TAREA REQUERIDA 1 -> Devuelve literalmente el pasaje del texto sobre Una batalla tras otra que comienza en las palabras que contienen "Junto a Thomas" y se detiene después de "de verla empezar.".
TAREA REQUERIDA 2 -> Según el texto sobre Una batalla tras otra, ¿cómo se llama el grupúsculo de extrema izquierda?

┌─ TEXTO EXTRAÍDO

Junto a Thomas Anderson nos habíamos paseado por los principios del siglo XX, por los años 50, los 70, los 80… pero hacía ya algún tiempo que no le pegaba un repaso al presente, que no nos deleitaba con una foto fija de los USA Now. Y aquí lo logra con un triple mortal: hablando del hoy sin mentar a Trump, haciendo que nos riamos de lo que tiene maldita la gracia y dando por perdida la guerra… antes siquiera de verla empezar.

Una batalla tras otra empieza con las fantasías guillermotellescas de un grupúsculo de extrema izquierda cuyo entusiasmo militante le lleva ni más ni menos que a la palabra con el significado más instrumentalizado en lo que va de siglo… sí, al terrorismo puro y duro. El autodenominando French 75 va endureciendo sus argumentos y recuerda en su escalada reivindicativa a aquellos marxistas-leninistas-maoístas con demasiada universidad de la Europa post mayo del 68. Lo quieren todo, lo quieren ya… mientras su gobierno, lenta pero inexorablemente, se dedica pues a lo que llevan haciendo los Estados Unidos desde mucho antes de ver peligrar su hegemonía: cribar, depurar, deportar y, en suma, hacer lo mismo que hiciese Roma (negarles la ciudadanía a sus esclavos, por supuesto).

Perfidia Beverly Hills es la principal cabeza visible de ese grupo armado que rescata de centros de detención a inmigrantes hacinados, que roba bancos para autofinanciarse y deja a oscuras al resto de sus compatriotas, convencidos de que las acciones impúdicas de sus dirigentes no tienen ninguna repercusión en su día a día. Su compañero de machadas -a manera de las mujeres florero del cine de antaño- es el primavera de Bob (Leonardo di Caprio, ¿qué mejor actor, qué mejor nombre?), un tipo entusiasta que intenta estar a la altura de esa valquiria, Diosa de la ira y de la justicia asamblearia.

└─
┌─ MATERIAL PROPORCIONADO

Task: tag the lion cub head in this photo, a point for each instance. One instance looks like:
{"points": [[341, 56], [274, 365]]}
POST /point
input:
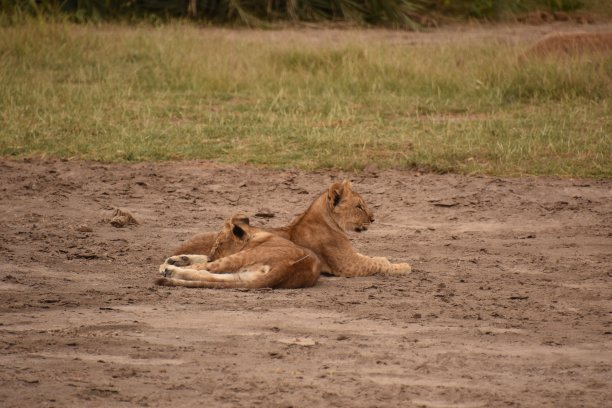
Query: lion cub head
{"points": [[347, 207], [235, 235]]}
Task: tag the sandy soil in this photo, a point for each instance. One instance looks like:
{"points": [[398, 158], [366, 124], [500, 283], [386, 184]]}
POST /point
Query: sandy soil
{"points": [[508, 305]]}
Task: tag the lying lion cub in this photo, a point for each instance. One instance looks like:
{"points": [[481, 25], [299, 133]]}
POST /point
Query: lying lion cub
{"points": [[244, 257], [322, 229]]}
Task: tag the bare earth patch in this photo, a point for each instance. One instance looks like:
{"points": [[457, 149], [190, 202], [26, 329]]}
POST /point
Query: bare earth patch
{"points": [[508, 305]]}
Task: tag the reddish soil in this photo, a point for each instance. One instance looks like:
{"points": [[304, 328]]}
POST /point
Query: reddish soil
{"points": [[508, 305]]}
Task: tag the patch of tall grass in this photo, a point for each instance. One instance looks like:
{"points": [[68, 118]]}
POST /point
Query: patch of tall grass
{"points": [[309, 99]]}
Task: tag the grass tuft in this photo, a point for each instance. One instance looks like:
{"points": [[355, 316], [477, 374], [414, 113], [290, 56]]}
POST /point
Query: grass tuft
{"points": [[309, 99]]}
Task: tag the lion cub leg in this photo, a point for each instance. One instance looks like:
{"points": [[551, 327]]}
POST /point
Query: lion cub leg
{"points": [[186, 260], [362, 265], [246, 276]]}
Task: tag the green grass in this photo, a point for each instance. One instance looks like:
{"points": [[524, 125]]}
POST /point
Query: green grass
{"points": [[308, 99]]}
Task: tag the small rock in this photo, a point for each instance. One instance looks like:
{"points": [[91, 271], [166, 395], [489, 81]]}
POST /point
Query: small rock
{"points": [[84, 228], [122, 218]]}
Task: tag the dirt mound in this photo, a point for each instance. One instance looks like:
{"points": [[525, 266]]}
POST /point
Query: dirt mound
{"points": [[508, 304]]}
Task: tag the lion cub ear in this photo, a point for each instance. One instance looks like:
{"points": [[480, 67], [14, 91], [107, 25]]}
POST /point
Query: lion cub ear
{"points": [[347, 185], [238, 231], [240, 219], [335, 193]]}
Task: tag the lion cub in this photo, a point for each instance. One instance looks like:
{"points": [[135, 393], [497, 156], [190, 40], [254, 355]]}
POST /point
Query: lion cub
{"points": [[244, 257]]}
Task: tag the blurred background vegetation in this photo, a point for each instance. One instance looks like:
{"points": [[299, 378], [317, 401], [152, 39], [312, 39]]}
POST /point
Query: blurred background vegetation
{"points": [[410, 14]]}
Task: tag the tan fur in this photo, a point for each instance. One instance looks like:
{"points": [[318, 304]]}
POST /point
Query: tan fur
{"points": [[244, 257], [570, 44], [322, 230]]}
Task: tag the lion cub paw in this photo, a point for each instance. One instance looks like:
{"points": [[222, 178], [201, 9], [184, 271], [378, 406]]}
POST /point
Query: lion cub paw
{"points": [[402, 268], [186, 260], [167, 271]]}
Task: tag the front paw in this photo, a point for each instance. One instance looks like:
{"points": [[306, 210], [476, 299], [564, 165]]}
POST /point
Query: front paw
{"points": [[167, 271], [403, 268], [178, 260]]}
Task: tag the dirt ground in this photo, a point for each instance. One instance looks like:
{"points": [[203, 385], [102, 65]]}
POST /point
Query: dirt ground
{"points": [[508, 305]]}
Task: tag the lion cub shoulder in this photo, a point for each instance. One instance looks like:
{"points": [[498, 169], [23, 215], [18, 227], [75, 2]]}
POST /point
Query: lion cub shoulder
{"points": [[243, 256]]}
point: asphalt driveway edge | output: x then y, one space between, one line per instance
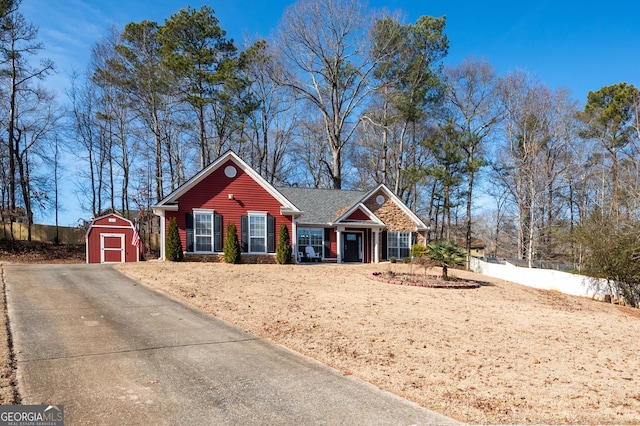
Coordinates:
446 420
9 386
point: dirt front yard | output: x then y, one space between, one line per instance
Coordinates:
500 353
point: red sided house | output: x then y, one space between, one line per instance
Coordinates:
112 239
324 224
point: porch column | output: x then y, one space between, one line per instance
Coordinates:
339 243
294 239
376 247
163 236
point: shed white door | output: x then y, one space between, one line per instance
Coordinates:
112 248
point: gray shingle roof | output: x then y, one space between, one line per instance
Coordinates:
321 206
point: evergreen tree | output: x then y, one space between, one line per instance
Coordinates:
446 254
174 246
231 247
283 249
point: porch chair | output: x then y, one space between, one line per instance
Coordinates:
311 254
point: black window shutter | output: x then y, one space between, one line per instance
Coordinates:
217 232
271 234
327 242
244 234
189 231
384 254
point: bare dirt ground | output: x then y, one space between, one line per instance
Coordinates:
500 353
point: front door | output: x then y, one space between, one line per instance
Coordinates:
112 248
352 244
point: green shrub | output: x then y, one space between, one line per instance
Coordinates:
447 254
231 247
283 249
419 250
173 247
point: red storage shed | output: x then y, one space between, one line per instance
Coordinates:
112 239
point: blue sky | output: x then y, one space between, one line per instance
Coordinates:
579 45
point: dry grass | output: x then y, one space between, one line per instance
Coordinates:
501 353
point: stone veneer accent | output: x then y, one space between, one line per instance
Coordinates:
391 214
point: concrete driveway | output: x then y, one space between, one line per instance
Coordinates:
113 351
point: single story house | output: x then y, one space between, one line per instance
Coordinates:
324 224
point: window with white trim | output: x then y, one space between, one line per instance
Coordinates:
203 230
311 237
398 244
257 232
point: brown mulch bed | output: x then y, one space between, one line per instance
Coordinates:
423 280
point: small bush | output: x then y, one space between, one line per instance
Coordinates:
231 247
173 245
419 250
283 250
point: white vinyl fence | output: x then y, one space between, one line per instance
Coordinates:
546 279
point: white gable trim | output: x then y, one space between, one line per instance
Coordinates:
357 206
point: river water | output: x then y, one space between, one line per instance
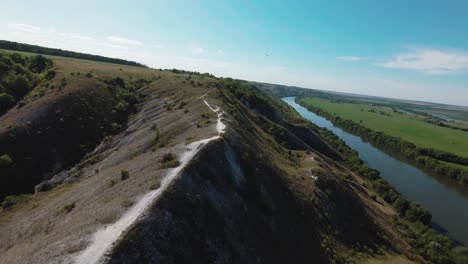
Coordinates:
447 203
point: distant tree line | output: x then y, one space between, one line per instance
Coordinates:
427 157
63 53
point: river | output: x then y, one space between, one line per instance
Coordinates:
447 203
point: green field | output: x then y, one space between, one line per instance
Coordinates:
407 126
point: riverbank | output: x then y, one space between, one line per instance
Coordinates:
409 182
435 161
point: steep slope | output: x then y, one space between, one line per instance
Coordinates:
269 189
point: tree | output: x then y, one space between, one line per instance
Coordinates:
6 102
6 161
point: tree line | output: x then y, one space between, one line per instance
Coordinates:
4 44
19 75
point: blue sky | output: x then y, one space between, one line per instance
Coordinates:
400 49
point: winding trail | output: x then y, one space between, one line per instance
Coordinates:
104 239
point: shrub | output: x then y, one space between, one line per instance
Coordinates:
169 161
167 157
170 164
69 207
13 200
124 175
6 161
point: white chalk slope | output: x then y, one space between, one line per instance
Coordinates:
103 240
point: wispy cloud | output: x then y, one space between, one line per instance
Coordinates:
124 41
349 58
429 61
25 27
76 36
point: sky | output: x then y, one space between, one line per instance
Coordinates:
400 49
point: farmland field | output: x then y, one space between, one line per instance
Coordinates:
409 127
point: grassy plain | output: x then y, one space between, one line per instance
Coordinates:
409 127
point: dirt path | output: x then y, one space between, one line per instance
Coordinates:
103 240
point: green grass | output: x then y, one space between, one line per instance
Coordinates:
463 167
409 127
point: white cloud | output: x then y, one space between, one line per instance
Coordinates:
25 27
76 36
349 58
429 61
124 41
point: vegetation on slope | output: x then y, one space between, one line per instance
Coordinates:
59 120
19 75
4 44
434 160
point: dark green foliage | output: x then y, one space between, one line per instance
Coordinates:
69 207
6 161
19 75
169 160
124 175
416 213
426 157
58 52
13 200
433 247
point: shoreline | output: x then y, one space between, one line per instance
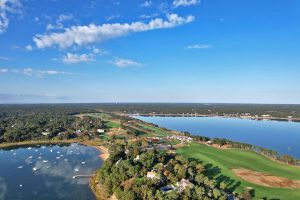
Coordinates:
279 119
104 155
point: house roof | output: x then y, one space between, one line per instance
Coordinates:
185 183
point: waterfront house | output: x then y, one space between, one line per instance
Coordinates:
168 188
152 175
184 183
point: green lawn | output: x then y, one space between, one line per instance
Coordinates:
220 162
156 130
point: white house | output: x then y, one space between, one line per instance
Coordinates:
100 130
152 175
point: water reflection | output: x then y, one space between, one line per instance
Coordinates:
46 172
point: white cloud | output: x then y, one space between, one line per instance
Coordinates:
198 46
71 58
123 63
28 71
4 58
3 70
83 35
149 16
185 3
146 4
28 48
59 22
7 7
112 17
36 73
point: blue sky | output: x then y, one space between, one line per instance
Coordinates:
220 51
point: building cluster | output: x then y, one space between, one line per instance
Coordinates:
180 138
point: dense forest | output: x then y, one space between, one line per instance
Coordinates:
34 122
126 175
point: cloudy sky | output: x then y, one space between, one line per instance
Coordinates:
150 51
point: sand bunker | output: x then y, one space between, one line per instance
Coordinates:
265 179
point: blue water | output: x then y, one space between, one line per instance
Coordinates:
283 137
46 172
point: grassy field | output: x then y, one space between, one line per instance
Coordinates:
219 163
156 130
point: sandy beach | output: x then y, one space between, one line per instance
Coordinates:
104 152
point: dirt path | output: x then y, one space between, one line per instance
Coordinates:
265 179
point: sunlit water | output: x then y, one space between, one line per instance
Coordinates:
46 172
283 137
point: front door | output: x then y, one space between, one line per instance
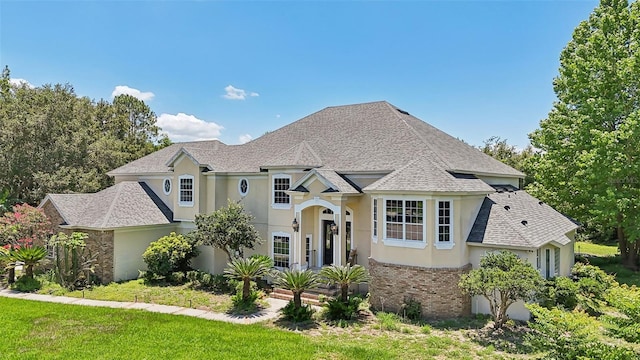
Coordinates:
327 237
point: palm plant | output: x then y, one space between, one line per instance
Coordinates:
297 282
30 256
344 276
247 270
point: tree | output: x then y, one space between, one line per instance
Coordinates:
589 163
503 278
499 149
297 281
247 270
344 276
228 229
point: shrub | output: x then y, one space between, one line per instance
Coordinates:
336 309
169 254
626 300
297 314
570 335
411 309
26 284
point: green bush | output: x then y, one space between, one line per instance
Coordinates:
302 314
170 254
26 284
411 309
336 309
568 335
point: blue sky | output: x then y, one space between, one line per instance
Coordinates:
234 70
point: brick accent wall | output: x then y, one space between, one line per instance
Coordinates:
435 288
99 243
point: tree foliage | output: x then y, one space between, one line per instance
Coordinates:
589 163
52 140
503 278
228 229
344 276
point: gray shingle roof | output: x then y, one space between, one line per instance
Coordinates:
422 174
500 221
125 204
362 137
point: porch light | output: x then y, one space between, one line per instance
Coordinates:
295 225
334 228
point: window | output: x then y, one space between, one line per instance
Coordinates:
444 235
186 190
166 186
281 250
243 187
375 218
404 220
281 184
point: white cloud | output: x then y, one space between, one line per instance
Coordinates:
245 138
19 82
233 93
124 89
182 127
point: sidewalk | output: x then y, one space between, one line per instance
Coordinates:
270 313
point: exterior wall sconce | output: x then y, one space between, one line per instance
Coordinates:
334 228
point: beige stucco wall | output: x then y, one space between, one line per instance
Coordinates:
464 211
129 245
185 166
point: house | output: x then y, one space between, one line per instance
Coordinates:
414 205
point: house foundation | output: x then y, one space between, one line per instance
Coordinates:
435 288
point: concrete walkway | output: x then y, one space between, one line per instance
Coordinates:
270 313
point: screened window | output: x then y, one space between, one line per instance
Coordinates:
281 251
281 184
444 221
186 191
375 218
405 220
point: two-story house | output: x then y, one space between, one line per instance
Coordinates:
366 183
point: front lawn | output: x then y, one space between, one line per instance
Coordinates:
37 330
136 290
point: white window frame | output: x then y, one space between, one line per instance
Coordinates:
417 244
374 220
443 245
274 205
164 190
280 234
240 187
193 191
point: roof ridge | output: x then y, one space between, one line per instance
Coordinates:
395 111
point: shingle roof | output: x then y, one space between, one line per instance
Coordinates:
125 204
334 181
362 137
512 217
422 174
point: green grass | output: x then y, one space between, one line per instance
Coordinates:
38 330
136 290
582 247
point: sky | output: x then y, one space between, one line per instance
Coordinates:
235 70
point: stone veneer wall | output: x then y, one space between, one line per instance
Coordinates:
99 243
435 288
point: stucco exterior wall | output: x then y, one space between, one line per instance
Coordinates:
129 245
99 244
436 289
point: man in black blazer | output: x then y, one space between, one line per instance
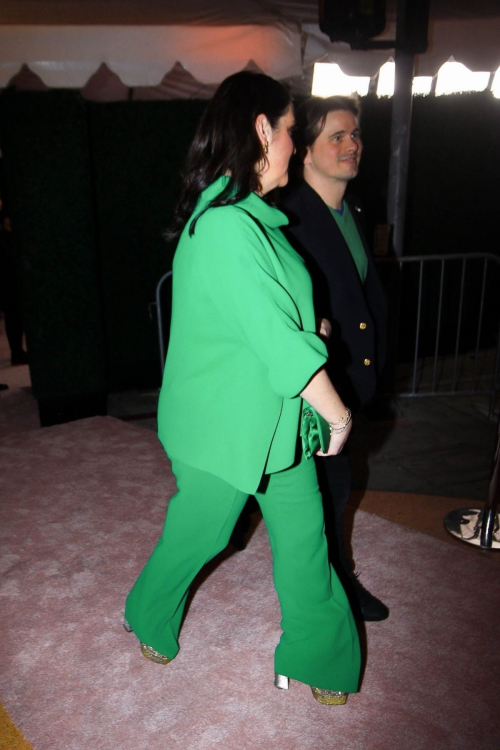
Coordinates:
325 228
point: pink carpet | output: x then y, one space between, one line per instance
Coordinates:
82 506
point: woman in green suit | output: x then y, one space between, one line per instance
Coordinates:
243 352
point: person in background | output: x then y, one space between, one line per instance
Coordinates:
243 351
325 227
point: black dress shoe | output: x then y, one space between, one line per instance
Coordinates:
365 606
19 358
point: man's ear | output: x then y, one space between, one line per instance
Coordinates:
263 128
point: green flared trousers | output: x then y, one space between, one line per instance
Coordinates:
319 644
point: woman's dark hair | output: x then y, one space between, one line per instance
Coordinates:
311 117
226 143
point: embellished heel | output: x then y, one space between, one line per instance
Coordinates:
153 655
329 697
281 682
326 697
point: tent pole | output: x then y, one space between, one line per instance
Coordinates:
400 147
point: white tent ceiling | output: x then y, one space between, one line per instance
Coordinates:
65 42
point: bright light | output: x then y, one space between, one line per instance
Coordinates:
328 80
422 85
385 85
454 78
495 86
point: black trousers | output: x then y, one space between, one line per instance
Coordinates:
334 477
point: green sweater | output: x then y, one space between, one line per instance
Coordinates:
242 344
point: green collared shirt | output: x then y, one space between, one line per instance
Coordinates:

└─

RESULTADO 1 ->
Junto a Thomas Anderson nos habíamos paseado por los principios del siglo XX, por los años 50, los 70, los 80… pero hacía ya algún tiempo que no le pegaba un repaso al presente, que no nos deleitaba con una foto fija de los USA Now. Y aquí lo logra con un triple mortal: hablando del hoy sin mentar a Trump, haciendo que nos riamos de lo que tiene maldita la gracia y dando por perdida la guerra… antes siquiera de verla empezar.

RESULTADO 2 -> French 75.